- **MATERIAL FOR THIS TASK**
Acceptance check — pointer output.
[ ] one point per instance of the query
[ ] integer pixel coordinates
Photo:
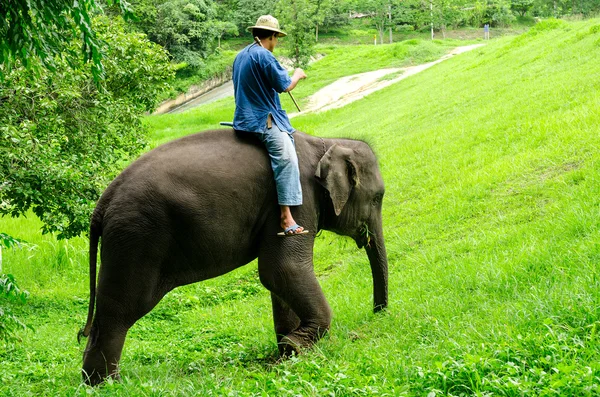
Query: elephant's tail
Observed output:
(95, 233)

--

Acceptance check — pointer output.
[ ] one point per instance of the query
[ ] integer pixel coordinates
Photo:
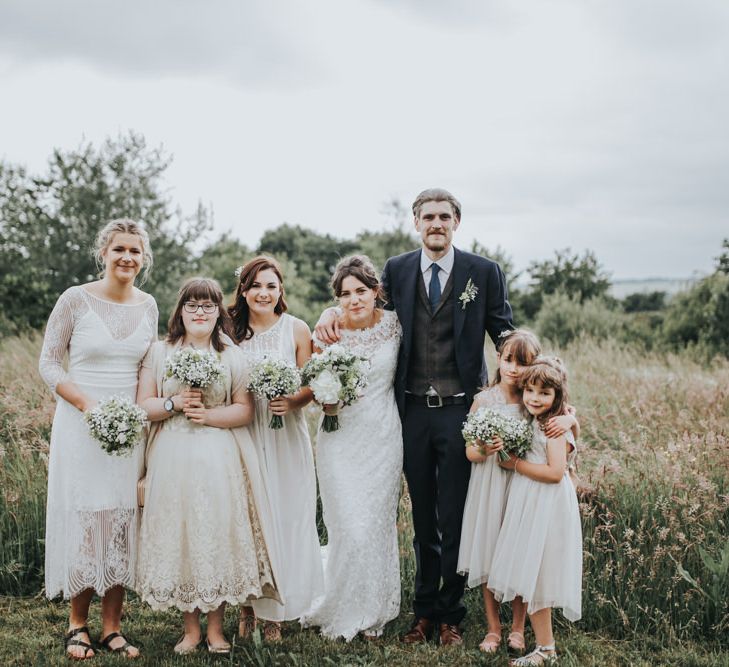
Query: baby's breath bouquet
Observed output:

--

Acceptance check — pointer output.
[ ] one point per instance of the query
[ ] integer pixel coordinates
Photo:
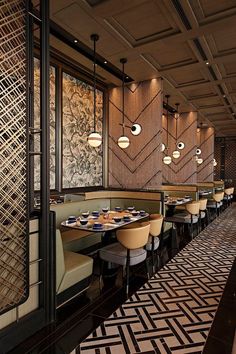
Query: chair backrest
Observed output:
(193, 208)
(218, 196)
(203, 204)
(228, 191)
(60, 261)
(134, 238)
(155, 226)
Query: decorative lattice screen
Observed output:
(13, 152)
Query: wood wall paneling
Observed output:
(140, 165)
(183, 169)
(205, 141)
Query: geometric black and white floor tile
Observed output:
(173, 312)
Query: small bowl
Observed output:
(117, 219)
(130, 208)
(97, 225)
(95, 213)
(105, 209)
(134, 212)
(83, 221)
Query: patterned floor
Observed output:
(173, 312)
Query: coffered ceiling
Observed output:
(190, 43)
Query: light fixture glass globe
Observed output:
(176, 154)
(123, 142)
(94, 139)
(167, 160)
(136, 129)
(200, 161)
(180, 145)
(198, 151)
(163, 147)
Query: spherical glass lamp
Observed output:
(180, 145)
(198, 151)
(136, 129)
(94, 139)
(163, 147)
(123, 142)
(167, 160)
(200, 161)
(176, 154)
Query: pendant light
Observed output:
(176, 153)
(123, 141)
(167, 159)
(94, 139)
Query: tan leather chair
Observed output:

- **WORK INSTRUCTIONS**
Reproduce every line in the records above that contains the word "chair".

- **RESULT**
Query: chair backrest
Query: tan leather chair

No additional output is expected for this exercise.